Counting all the 5 from a specific range in Bash

Question

I want to count how many times the digit "5" appears from the range 1 to 4321. For example, the number 5 appears 1 or the number 555, 5 would appear 3 times etc.

Here is my code so far, however, the results are 0, and they are supposed to be 1262.

#!/bin/bash
typeset -i count5=0
for n in {1..4321}; do
        echo ${n}
done | \
     while read -n1 digit ; do
        if [ `echo "${digit}" | grep 5` ] ; then
                count5=count5+1
        fi
     done | echo "${count5}"

P.s. I am looking to fix my code so it can print the right output. I do not want a completely different solution or a shortcut.

Answer 1

What about something like this

seq 4321 | tr -Cd 5 | wc -c
    1262

Creates the sequence, delete everything but 5's and count the chars

Answer 2

The main problem here is http://mywiki.wooledge.org/BashFAQ/024. With minimal changes, your code could be refactored to

#!/bin/bash
typeset -i count5=0
for n in {1..4321}; do
        echo $n    # braces around ${n} provide no benefit
done |             # no backslash required here; fix weird indentation
while read -n1 digit ; do
        # prefer modern command substitution syntax over backticks
        if [ $(echo "${digit}" | grep 5) ] ; then
                count5=count5+1
        fi
        echo "${count5}"   # variable will not persist outside subprocess
done | head -n 1           # so instead just print the last one after the loop

With some common antipatterns removed, this reduces to

#!/bin/bash
printf '%s\n' {1..4321} |
grep 5 |
wc -l

A more efficient and elegant way to do the same is simply

printf '%s\n' {1..4321} | grep -c 5

Answer 3

One primary issue:

• each time results are sent to a pipe said pipe starts a new subshell; in bash any variables set in the subshell are 'lost' when the subshell exits; net result is even if you're correctly incrementing count5 within a subshell you'll still end up with 0 (the starting value) when you exit from the subshell

Making minimal changes to OP's current code:

 while read -n1 digit ; do
    if [ `echo "${digit}" | grep 5` ]; then
            count5=count5+1
    fi
 done < <(for n in {1..4321}; do echo ${n}; done)

Data for this task:
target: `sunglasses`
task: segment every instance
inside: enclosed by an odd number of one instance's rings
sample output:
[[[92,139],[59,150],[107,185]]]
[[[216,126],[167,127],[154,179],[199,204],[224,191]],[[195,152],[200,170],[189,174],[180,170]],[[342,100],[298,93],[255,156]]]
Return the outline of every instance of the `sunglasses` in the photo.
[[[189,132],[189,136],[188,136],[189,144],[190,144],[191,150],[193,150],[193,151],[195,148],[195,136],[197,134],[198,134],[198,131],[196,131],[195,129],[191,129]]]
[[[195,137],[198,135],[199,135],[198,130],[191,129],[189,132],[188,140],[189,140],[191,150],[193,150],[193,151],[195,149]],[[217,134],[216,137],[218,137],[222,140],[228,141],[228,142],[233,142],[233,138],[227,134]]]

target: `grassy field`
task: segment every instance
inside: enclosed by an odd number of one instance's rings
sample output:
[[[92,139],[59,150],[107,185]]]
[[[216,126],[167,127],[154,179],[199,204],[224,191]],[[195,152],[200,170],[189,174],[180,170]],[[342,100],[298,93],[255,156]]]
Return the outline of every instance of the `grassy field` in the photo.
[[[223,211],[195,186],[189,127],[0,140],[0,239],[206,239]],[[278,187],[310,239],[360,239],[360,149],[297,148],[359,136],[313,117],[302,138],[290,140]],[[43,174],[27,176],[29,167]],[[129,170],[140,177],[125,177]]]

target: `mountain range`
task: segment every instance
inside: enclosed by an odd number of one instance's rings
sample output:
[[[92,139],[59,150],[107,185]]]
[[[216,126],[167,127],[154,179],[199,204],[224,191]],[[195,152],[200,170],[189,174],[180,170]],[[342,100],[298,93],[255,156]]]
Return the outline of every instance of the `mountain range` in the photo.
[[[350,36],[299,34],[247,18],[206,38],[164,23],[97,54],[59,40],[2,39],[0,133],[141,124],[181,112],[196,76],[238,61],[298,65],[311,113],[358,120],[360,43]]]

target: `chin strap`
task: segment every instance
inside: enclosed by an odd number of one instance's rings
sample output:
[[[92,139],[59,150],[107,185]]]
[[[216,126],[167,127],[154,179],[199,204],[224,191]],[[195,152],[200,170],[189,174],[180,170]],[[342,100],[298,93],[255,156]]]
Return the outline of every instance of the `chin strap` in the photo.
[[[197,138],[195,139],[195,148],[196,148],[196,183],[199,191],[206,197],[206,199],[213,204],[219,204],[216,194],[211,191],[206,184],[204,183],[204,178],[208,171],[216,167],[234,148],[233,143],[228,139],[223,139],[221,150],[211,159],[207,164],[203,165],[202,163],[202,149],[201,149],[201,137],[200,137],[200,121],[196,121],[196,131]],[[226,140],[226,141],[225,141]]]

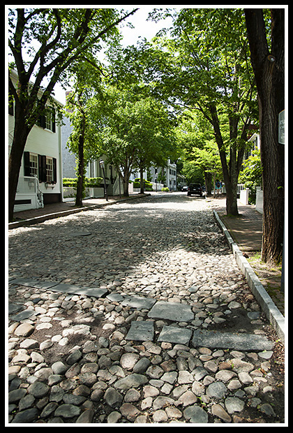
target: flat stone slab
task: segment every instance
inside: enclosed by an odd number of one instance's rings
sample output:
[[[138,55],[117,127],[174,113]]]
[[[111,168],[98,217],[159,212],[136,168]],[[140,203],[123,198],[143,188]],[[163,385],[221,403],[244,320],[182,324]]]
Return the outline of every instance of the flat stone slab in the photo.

Exercise tasks:
**A)** Summarize the Bash digit-counting thread in two sentences.
**B)** Reproduce the stretch of the listing from the line containing "target: flat stone slab" through the end of the listing, including both ends.

In response:
**A)** The question asks why a Bash script meant to count how many times the digit 5 appears from 1 to 4321 prints 0 rather than the expected 1262. The replies offer a short pipeline built from seq, tr and wc, and explain that a variable incremented inside a piped subshell is lost when that subshell exits, with minimal fixes to the original code.

**B)**
target: flat stone slab
task: segment every instance
inside: enclosed by an odd number of one instance's rings
sample output:
[[[138,55],[117,127],[174,113]]]
[[[111,168],[98,217],[159,212],[136,168]],[[140,203],[123,198],[143,188]],[[163,385],[221,403],[244,320],[182,324]]]
Return the outline of every instance of the flat stone slab in the photo.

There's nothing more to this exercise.